ASSIGNMENT:
Below are records; count the lines that hold the string "green" and give only the count.

DATA SHOWN:
#####

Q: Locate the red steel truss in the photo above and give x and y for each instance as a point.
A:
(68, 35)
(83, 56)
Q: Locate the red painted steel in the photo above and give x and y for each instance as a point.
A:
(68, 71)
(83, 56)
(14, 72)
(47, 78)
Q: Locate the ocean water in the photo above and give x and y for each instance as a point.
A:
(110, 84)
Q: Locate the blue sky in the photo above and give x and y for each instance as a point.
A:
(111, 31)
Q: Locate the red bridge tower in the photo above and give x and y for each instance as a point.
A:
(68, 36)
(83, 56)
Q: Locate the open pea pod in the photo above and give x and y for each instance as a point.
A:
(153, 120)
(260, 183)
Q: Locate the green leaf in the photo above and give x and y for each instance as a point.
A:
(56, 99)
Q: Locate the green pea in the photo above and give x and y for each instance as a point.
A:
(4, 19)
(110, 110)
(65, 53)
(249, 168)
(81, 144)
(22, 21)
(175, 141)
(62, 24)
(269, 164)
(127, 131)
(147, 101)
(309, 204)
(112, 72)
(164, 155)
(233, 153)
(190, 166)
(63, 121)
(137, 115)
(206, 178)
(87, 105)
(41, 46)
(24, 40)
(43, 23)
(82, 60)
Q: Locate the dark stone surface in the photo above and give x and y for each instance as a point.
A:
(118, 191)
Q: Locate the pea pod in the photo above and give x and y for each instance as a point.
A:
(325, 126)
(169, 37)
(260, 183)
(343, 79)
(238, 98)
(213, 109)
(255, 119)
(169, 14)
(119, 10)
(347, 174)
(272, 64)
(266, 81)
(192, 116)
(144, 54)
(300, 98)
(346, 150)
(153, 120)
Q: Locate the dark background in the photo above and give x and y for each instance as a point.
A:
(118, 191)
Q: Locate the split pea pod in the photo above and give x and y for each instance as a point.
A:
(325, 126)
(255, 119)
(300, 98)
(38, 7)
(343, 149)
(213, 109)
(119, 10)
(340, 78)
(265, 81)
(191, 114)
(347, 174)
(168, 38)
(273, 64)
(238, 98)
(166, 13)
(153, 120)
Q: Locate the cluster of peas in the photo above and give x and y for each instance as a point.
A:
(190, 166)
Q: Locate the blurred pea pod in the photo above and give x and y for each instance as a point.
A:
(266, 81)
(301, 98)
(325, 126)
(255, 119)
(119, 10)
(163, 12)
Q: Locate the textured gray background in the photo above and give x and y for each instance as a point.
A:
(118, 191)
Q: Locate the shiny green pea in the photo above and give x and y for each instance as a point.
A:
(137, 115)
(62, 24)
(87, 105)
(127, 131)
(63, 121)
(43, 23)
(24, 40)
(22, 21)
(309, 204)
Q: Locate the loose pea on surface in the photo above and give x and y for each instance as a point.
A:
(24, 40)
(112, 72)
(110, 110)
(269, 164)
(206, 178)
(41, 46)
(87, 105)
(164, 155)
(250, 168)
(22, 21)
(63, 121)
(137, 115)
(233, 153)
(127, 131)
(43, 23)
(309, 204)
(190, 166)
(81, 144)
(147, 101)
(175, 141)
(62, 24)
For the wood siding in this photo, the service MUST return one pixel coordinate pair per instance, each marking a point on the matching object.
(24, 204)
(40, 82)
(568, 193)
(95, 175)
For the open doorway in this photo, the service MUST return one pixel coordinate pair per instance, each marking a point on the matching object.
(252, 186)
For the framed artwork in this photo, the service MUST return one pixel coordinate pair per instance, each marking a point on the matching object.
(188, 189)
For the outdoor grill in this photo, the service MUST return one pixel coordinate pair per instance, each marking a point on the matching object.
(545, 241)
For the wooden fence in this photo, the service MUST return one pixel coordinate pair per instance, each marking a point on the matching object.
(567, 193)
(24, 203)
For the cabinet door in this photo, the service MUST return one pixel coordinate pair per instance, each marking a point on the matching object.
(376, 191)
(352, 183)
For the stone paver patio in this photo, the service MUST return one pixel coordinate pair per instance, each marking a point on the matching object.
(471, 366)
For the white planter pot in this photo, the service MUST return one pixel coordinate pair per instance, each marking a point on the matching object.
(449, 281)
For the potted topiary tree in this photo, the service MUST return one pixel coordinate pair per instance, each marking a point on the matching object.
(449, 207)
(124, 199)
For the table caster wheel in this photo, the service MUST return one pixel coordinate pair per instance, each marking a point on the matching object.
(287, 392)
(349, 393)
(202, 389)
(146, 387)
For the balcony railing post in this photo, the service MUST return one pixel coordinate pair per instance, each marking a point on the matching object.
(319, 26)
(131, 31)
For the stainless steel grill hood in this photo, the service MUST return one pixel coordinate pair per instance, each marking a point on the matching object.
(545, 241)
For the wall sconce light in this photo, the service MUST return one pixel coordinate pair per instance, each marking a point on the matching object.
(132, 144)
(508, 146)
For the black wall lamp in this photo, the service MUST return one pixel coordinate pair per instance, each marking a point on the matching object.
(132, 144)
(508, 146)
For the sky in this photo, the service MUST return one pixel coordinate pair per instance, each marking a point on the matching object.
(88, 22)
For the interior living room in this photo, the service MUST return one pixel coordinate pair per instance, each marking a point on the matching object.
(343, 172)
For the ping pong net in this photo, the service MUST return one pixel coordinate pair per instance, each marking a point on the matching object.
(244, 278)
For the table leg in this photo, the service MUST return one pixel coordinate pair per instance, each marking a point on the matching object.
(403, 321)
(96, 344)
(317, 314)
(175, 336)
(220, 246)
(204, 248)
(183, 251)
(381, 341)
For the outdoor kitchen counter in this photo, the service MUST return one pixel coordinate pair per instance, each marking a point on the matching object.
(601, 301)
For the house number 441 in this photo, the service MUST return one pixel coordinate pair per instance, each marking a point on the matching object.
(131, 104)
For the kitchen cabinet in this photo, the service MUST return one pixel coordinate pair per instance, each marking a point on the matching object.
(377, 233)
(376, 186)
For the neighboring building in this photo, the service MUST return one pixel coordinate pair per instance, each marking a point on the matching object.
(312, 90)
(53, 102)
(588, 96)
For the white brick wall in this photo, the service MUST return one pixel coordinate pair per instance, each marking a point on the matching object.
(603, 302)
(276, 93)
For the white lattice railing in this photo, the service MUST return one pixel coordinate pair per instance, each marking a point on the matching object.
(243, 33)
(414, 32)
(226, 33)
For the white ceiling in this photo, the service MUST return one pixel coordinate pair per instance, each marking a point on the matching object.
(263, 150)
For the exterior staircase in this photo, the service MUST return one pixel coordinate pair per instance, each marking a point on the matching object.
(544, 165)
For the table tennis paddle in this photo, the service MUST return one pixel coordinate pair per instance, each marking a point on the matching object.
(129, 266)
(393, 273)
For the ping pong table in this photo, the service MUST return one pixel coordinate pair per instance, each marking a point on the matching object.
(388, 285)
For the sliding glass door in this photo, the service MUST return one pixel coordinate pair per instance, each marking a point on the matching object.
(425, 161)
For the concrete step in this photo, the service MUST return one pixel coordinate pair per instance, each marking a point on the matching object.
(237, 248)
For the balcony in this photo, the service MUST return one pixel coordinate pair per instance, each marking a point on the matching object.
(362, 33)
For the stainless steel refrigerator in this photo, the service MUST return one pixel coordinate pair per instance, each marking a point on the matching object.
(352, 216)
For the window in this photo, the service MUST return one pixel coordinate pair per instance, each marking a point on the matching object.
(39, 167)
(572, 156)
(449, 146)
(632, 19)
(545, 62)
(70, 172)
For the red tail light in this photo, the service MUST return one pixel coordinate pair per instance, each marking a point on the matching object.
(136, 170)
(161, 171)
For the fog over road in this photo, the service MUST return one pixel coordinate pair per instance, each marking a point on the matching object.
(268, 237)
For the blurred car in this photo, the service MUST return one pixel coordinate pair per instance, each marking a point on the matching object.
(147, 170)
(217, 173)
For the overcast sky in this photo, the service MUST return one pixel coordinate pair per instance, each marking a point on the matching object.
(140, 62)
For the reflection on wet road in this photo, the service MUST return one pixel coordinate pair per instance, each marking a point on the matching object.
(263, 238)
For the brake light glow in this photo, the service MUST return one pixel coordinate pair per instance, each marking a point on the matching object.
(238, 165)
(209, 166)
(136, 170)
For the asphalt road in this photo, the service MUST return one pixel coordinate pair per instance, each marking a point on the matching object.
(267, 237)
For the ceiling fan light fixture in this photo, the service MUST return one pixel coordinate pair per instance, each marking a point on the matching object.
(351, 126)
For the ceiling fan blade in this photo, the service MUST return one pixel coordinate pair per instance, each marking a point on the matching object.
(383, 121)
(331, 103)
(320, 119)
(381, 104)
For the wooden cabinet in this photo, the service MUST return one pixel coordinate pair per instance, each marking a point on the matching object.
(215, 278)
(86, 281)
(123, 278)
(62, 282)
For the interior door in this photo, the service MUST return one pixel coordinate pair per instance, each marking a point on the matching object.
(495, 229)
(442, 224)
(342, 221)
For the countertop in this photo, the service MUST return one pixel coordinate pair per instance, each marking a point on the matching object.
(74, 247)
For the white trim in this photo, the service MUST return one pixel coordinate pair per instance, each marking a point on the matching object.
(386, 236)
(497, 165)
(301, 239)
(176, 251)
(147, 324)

#####

TASK SOLUTION:
3